**Your objective**
Please repeat the records, word for word and without gaps.

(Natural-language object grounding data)
++++
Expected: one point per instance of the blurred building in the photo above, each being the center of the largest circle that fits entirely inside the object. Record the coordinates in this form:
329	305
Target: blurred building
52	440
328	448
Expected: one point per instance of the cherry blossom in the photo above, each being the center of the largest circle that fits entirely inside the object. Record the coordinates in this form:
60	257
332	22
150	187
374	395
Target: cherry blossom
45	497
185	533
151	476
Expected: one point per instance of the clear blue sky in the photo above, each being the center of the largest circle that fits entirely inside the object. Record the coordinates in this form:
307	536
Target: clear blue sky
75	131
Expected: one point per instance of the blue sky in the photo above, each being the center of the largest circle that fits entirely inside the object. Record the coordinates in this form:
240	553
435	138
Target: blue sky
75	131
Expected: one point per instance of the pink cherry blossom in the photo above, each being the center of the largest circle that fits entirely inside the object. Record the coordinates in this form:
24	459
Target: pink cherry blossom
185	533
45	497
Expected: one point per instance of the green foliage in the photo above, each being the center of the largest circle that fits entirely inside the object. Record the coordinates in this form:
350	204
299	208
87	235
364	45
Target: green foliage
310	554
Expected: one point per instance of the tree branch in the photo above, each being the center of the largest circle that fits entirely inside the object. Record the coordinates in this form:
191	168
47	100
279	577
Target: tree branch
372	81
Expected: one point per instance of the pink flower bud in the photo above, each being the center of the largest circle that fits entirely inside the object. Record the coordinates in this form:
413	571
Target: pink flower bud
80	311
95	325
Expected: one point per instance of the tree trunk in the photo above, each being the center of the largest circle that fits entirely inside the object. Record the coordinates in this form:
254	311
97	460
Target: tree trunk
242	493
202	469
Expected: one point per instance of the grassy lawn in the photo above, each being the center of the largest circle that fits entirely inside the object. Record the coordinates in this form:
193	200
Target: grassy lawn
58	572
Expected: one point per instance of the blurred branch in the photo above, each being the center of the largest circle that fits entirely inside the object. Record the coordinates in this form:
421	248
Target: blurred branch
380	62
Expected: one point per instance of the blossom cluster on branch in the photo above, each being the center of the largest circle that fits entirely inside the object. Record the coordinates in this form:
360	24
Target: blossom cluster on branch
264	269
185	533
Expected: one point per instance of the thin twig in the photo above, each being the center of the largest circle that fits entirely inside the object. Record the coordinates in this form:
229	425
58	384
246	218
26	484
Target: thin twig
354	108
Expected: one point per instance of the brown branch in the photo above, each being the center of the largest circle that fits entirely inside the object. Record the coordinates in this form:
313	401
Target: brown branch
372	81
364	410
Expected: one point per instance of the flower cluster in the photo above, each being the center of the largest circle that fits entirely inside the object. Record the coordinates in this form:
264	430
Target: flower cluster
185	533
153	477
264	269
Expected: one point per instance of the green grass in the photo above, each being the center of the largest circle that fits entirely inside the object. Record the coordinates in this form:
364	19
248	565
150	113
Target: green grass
++++
**Solution to this task**
Expected: one point per instance of the blurred building in the photo above, each being the center of the largest circle that fits entirely inside the object. Record the coordinates in this form:
329	305
Target: blurred building
52	440
328	448
Expected: one point per instance of the cherry blossom in the photo above, each being the center of the largest circle that fits entirely inside the object. Record the coordinates in this form:
60	257
332	22
150	187
374	395
Target: cherry blossom
45	497
185	533
151	476
Expected: one point per instance of the clear blue sky in the photo above, each being the center of the largest circle that fits entirely inside the object. Record the coordinates in this form:
307	536
Target: clear blue sky
75	131
Expected: one point per instance of the blue sky in the photo above, each being the center of the largest circle that fits entirely inside the object. Record the coordinates in this form:
240	553
435	138
Target: blue sky
75	131
Expected: one point per instance of the pink cherry blossom in the photo above, each being the center of the largest circle that fits entirely inside the object. Record the coordinates in this form:
24	459
Target: pink cherry blossom
185	533
45	497
Expected: one point per instance of the green foliage in the photo above, each being the center of the largest circle that fits entirely inside the object. Record the coordinates in this form:
350	204
299	208
87	235
364	45
Target: green foliage
310	554
Expected: one point per instance of the tree branch in the photo above, each being the center of the largest circle that fits entirely inside the object. Record the coordinates in this form:
191	168
47	100
279	577
Target: tree branch
372	81
Expected: one point per instance of the pink flower bud in the photo above, each being the center of the largest circle that fits entirely inside the object. Record the coordinates in this form:
413	571
Target: pink flower bud
80	311
95	325
Expected: one point per instance of the tree trunk in the photo above, each being the center of the largest circle that fits entirely inside the object. Record the coordinates in this form:
254	311
97	460
Target: tree trunk
242	493
202	469
Expected: one point per instance of the grassy lawn in the photo above, each being the center of the largest circle that fits entirely inside the object. Record the coordinates in this form:
193	200
Target: grassy lawn
58	572
Expected: one point per instance of the blurred branch in the photo above, each being the center of the largest circle that fits entirely inside the object. Record the coordinates in this form:
421	248
Target: blurred branch
380	62
Expected: one point per instance of the blossom cluster on branch in the photo above, each being the center of the largest circle that fits entirely inside the object. Record the coordinates in this form:
360	24
Target: blossom cluster on branch
264	269
185	533
Expected: one point per instance of the thin twig in the photo above, each being the center of the largest circle that fits entirely inside the object. Record the coordinates in this form:
229	425
58	384
246	218
26	484
Target: thin twig
354	108
Expected: one point per instance of the brown branch in the photo above, each being the center of the largest circle that fits entirely inside the object. Record the coordinates in this form:
313	401
Target: brown branch
372	81
364	410
Expected: one point per instance of the flower cluster in the photo above, each being the center of the largest circle that fits entirely inside the object. Record the coordinates in this form:
264	430
Target: flower cluster
185	533
153	477
264	269
Expected: one point per instance of the green grass in the photo above, each being the center of the largest circle that fits entirely inside the object. Record the coordinates in this form:
364	19
248	565
150	113
Target: green grass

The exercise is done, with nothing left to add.